EXERCISE
Print the rows below exactly as they appear, beginning at the first line and ending with the line that contains "M 46 375 L 48", both included. Leave the pictures out.

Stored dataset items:
━━━━━━━━━━
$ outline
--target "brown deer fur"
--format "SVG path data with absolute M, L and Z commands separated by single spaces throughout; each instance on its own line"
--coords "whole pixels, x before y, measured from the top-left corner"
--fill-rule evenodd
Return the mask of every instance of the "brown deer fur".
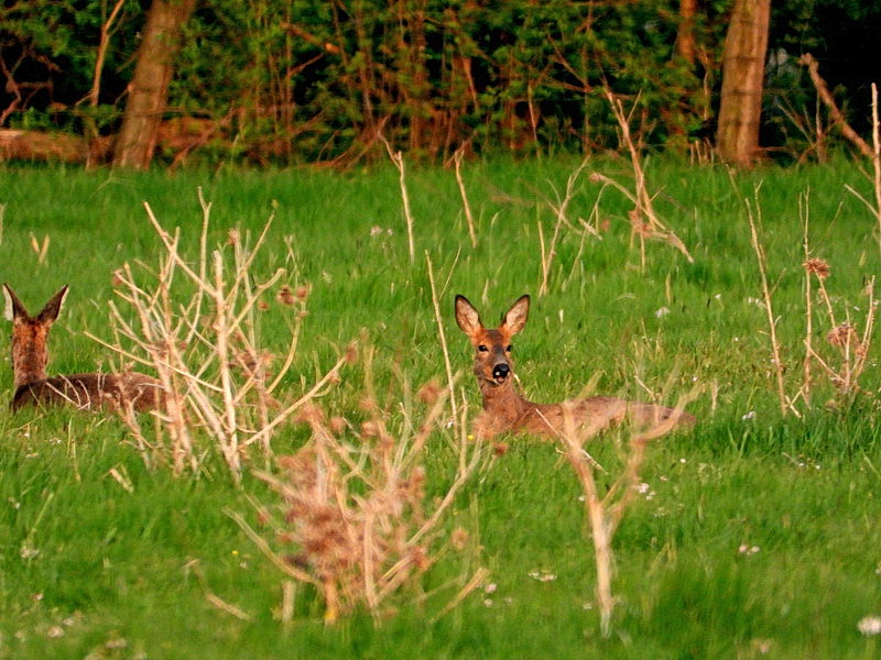
M 46 375 L 48 331 L 58 318 L 67 296 L 67 286 L 55 294 L 35 317 L 9 285 L 3 284 L 6 315 L 12 321 L 12 373 L 15 393 L 11 408 L 26 405 L 67 404 L 83 409 L 128 408 L 150 410 L 159 407 L 162 388 L 159 381 L 138 372 L 118 374 Z
M 530 297 L 522 296 L 502 317 L 498 328 L 486 328 L 474 305 L 465 296 L 456 296 L 456 322 L 475 349 L 475 375 L 483 397 L 483 413 L 476 421 L 476 435 L 491 438 L 511 431 L 556 438 L 563 432 L 569 416 L 570 421 L 588 436 L 622 421 L 651 427 L 674 415 L 678 427 L 695 424 L 695 417 L 683 410 L 609 396 L 562 404 L 535 404 L 523 398 L 514 385 L 511 338 L 525 326 L 529 308 Z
━━━━━━━━━━
SOLVED PROBLEM
$ outline
--target "brown deer fur"
--format "SVG path data with absolute M, L and Z commands separated by single spaces throughout; each instance on its own line"
--coords "whole pixels, x before y, measured from the top-left corner"
--fill-rule evenodd
Return the mask of every instance of the "brown deer fur".
M 46 375 L 48 331 L 58 318 L 67 296 L 67 286 L 55 294 L 35 317 L 9 285 L 3 284 L 6 315 L 12 321 L 12 373 L 15 393 L 11 408 L 26 405 L 67 404 L 83 409 L 128 408 L 150 410 L 159 407 L 162 388 L 159 381 L 138 372 L 118 374 Z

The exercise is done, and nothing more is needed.